#### Aim of the exercise:
Find the lines of data that contain the string "sailboat", then list them.

**** Records for this exercise ****

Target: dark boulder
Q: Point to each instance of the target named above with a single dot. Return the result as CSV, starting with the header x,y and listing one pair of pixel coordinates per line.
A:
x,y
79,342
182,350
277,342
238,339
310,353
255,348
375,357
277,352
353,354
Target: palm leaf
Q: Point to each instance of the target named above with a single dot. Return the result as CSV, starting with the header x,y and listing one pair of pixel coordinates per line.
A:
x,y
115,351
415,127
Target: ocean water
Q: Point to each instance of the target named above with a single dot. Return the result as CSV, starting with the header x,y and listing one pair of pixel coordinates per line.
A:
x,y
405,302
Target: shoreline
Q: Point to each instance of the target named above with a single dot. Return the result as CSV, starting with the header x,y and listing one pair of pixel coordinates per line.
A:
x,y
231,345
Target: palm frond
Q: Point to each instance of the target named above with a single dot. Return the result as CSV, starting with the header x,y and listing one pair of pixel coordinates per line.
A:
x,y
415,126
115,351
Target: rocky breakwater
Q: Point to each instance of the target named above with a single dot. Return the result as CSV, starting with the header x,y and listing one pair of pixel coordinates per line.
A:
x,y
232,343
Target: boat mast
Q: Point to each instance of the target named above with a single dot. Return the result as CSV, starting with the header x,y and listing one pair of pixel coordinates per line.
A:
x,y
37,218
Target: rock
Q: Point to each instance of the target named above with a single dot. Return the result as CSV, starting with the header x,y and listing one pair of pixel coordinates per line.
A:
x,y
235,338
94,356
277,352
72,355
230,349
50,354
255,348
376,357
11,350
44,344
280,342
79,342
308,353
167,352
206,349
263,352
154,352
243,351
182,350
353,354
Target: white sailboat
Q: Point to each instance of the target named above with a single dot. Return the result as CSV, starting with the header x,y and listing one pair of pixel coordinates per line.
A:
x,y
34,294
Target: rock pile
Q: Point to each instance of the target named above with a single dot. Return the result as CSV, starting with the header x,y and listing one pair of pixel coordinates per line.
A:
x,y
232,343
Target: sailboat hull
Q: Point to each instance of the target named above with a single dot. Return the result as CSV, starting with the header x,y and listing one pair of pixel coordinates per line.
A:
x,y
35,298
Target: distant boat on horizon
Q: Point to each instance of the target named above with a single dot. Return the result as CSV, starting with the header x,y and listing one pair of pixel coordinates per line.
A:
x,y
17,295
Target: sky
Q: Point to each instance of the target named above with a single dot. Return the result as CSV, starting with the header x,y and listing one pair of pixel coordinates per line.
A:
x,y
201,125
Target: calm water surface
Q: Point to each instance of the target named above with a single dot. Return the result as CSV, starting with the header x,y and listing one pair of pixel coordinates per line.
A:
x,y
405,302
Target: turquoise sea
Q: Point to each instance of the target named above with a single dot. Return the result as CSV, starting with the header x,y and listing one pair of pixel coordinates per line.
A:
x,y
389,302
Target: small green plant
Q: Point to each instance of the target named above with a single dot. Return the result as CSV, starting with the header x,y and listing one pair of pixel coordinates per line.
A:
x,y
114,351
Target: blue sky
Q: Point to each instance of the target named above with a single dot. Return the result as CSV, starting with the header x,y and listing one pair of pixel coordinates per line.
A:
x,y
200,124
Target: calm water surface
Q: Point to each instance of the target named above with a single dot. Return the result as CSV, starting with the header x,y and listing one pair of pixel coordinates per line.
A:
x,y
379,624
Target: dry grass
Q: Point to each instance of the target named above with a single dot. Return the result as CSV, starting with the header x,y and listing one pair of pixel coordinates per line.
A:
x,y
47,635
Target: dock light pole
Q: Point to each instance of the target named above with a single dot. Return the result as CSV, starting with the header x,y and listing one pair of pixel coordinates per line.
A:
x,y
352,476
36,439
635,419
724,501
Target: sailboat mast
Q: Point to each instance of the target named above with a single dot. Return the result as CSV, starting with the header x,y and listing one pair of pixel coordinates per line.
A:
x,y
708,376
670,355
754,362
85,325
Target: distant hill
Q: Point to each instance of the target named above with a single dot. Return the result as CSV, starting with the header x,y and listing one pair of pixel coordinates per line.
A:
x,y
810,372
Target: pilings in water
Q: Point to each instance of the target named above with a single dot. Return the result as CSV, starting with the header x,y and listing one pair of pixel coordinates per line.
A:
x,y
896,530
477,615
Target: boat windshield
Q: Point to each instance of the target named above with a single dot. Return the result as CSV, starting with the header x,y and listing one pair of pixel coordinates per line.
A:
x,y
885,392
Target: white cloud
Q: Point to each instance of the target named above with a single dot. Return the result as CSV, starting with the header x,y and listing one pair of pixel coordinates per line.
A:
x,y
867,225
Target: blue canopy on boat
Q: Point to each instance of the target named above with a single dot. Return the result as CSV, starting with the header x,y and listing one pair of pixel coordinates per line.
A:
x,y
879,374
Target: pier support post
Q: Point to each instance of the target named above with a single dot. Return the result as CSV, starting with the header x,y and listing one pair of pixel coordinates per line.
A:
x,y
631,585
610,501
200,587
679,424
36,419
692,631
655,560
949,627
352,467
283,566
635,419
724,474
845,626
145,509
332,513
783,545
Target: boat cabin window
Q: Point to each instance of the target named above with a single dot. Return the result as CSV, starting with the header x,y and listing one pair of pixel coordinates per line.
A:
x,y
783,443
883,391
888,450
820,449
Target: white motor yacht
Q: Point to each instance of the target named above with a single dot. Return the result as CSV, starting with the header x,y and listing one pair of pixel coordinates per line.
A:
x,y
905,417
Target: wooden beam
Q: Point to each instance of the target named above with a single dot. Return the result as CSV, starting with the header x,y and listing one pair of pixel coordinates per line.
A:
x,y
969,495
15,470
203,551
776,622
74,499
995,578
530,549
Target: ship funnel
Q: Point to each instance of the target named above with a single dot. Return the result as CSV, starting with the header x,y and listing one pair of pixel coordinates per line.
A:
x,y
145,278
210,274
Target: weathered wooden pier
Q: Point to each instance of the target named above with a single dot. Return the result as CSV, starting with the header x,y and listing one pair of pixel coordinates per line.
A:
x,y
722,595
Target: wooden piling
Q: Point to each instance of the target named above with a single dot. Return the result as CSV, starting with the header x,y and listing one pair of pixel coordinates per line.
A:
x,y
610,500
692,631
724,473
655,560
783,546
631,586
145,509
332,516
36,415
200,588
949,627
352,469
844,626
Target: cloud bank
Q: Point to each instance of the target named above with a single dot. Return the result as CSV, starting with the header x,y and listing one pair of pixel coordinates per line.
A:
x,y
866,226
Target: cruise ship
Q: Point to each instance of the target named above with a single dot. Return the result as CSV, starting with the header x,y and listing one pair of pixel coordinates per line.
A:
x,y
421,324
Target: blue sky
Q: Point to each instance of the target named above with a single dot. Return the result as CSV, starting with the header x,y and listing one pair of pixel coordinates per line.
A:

****

#### Response below:
Target: white sailboat
Target: sailboat hull
Target: sailboat mast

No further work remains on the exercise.